• TO BE DONE:
Each entry has to be copied exactly, with nothing missed.

Data records:
....................

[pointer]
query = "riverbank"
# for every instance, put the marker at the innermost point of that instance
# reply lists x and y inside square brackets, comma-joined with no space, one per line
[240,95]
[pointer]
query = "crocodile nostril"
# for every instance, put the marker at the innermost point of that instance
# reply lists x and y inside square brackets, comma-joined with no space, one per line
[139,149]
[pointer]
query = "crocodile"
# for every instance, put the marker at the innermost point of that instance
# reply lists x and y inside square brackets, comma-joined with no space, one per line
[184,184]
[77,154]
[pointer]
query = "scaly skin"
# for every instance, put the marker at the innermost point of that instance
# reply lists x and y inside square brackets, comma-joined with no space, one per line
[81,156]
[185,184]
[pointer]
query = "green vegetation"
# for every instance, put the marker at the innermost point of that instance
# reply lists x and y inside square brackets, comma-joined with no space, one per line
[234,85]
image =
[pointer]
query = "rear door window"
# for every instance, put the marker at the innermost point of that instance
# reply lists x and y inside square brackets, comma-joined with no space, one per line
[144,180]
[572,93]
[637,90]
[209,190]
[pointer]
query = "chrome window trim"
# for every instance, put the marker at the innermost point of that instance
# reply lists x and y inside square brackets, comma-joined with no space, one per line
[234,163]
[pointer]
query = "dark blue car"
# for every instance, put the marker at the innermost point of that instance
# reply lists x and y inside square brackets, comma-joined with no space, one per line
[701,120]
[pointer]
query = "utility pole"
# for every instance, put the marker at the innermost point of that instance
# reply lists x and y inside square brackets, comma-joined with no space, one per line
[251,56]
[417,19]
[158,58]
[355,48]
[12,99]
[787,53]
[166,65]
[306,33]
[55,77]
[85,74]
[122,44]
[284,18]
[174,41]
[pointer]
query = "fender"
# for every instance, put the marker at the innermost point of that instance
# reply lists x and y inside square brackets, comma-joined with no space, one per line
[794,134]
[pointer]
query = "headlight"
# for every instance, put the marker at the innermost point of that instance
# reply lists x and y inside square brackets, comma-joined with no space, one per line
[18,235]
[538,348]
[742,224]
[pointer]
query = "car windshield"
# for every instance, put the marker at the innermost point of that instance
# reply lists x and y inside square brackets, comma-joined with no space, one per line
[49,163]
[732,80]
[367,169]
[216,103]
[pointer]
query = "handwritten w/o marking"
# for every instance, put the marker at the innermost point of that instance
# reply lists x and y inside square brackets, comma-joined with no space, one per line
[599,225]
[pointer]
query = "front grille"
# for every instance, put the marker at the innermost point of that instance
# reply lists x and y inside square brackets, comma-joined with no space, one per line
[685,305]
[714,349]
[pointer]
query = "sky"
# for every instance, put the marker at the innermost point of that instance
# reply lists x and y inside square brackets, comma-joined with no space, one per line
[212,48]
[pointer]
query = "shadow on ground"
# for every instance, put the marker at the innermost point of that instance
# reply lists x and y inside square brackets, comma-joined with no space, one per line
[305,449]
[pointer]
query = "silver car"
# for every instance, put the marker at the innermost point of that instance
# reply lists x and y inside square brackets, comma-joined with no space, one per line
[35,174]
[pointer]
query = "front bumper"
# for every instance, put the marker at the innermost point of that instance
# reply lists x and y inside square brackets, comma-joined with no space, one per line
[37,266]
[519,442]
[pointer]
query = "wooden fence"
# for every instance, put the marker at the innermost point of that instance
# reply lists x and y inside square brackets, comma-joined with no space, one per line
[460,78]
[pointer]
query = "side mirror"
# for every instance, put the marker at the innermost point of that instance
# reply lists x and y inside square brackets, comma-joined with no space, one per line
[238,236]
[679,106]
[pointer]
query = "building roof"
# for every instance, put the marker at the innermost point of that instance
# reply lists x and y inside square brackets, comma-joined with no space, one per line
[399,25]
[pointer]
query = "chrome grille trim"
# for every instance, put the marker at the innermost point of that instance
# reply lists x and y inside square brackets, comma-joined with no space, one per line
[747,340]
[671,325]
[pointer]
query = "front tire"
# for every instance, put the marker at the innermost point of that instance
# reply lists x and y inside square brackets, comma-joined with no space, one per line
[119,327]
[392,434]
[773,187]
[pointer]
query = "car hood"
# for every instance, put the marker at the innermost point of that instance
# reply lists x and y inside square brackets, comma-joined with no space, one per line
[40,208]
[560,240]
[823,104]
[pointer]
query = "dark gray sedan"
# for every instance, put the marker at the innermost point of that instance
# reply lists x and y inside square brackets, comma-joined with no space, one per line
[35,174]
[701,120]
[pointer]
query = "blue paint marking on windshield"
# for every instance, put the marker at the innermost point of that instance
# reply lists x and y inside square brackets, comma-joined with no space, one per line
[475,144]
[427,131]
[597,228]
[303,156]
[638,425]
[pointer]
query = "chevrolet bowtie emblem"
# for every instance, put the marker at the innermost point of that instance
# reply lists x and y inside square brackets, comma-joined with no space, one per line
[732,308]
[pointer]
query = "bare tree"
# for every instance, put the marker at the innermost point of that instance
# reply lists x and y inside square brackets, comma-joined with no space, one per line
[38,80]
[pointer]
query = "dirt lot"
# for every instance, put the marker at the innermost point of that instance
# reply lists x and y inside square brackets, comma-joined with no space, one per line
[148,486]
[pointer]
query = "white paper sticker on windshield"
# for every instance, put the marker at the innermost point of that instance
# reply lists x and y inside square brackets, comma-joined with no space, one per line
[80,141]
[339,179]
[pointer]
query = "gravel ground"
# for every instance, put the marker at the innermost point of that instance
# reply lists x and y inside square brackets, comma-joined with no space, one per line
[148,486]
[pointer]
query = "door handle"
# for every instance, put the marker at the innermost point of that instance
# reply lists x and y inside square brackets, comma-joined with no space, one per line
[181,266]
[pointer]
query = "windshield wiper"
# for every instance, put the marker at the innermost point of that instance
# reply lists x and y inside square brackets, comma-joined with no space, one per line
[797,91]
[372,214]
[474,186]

....................

• FINAL ANSWER:
[pointer]
query = "riverbank"
# for every instance, put the marker at the innermost point of that instance
# reply lists x and y inside square brackets, comma-joined with no space, one per line
[240,95]
[pointer]
query = "crocodile nostril"
# for every instance, put the marker at the innermost point of that instance
# reply lists x and y inside square brackets, comma-joined with no space, one per line
[139,149]
[pointer]
query = "crocodile"
# for every instance, put the marker at the innermost point of that instance
# reply lists x and y inside square brackets, comma-joined with no space, one per line
[184,184]
[77,154]
[pointer]
query = "scaly skin"
# for every instance, put the marker at the innermost point of that instance
# reply lists x and y inside square brackets, comma-joined with no space, one per line
[81,156]
[185,184]
[pointer]
query = "green vegetation"
# for every instance, put the marker at the innermost point of that instance
# reply lists x and y inside square brackets, comma-joined with no space, one per line
[234,85]
image =
[pointer]
query = "rear door window"
# for every instance, put the marker at the innermost point of that instance
# reply lists x and y inside square brackets, comma-joined with no space, one per line
[144,180]
[572,93]
[637,90]
[209,190]
[pointer]
query = "chrome window trim"
# for every instance, put the marker at the innermost point of that instance
# reply lists x and y inside square brackets, comma-joined with no space, one per line
[234,163]
[pointer]
query = "dark blue car"
# for every instance, put the marker at the innermost point of that instance
# reply lists x and y inside square brackets, comma-joined with no space, one per line
[701,120]
[pointer]
query = "utility pole"
# for every instance, put the marker at the innermost point of that instance
# reply lists x and y inside square brackets, comma-joined with no space, one per line
[251,56]
[417,19]
[158,58]
[355,48]
[12,99]
[787,53]
[166,65]
[306,33]
[55,77]
[85,74]
[122,44]
[284,18]
[174,41]
[pointer]
query = "fender"
# for every instance, put the marker at the innermost point of that instance
# reply lists x and y inside square brackets, comma-joined with no space, one per line
[794,134]
[pointer]
query = "headlight"
# for every instance, put the marker at the innermost point of that instance
# reply lists x and y inside square brackets, comma-joined with no space, one per line
[18,235]
[538,348]
[742,224]
[pointer]
query = "car windshield"
# for every instance, put the marker at the innermost point of that instance
# reply lists x and y inside square brackets, comma-joined with no space, one per line
[49,163]
[732,80]
[367,169]
[216,103]
[pointer]
query = "handwritten w/o marking"
# for every instance, put the marker at the innermost point of that instance
# reply lists x and y inside square brackets, comma-joined with no space, one per line
[599,225]
[pointer]
query = "front grille"
# for every instance, put the marker at the innermost point of that instance
# reply lists x and y inside square brackets, comma-joined with no space, one per line
[685,305]
[714,349]
[pointer]
query = "sky"
# for every instance, put the marker at the innermost point of that instance
# reply lists x and y inside square brackets, comma-joined with no space, one per line
[212,48]
[pointer]
query = "shadow on ground"
# for every instance, put the marker at the innermost point of that instance
# reply lists x and y inside square brackets, comma-joined with no space, one per line
[305,449]
[pointer]
query = "silver car"
# for every instance, put the marker at the innermost point of that instance
# reply lists x and y inside square brackets, comma-joined with no space, one per line
[35,174]
[pointer]
query = "front bumper"
# for every instance, put the marker at the innermost point of that instance
# reply lists x and y inside square brackets, comma-joined with no space, one per line
[37,266]
[519,442]
[pointer]
query = "wooden fence"
# for every instance, put the marker at the innermost point of that instance
# reply lists x and y inside square brackets, comma-joined with no space, one per line
[460,78]
[pointer]
query = "side mirror"
# for every instance, put the marker at the innermost point of that instance
# reply lists x and y inside square brackets, comma-joined with no space, one per line
[238,236]
[679,106]
[pointer]
query = "building roof"
# for every instance, put the marker at the innermost point of that instance
# reply lists x and y inside square brackets, comma-joined with no space, one per line
[399,25]
[pointer]
query = "chrome grille trim"
# for every instance, put the marker at the innermost point of that instance
# reply lists x and y inside square brackets, comma-joined with no space, one per line
[747,340]
[671,325]
[pointer]
query = "front tire"
# for every instance, put the marker at the innermost point of that instance
# reply lists x and y inside square brackets, comma-joined with no space, one per line
[119,327]
[392,434]
[773,187]
[pointer]
query = "car hood"
# for every instance, put the marker at the innermost point of that instance
# reply lists x and y inside square brackets, comma-joined with no space, one per line
[40,208]
[560,240]
[823,104]
[pointer]
query = "dark gray sedan"
# for every instance, put the marker at the innermost point of that instance
# reply lists x and y inside square brackets, comma-joined with no space, one per line
[35,174]
[701,120]
[pointer]
query = "blue paint marking on windshield"
# for every instance, put the marker at the innermost point of that instance
# reply lists x and y inside square brackets, comma-joined with no space, one per line
[475,144]
[427,131]
[597,228]
[303,156]
[638,425]
[pointer]
query = "chevrolet bowtie emblem"
# for every instance, put the marker at the innermost point of that instance
# reply lists x and y inside square brackets, comma-joined with no space, one per line
[732,308]
[pointer]
query = "bare tree"
# for every instance, put the marker at the innermost point of that instance
# reply lists x and y inside square brackets, comma-joined with no space, one per line
[38,80]
[pointer]
query = "dirt lot"
# for every instance, put the marker at the innermost point of that instance
# reply lists x and y inside square brackets, comma-joined with no space, one per line
[148,486]
[pointer]
query = "white paper sticker on windshield"
# for every instance, put the marker at the innermost point of that instance
# reply lists x and y inside square brackets, comma-joined with no space, one per line
[80,141]
[339,179]
[pointer]
query = "gravel ground"
# for every instance, put the marker at the innermost point of that instance
# reply lists x and y inside square brackets, comma-joined with no space, one per line
[148,486]
[pointer]
query = "door handle"
# for every instance, put the marker at the innermost point of that instance
# reply lists x and y inside square brackets, comma-joined with no space, one per line
[181,266]
[pointer]
query = "windshield wiper"
# for every instance, put the marker at the innermost point of that instance
# reply lists x and y inside square brackets, comma-joined with no space, one per line
[797,91]
[372,214]
[474,186]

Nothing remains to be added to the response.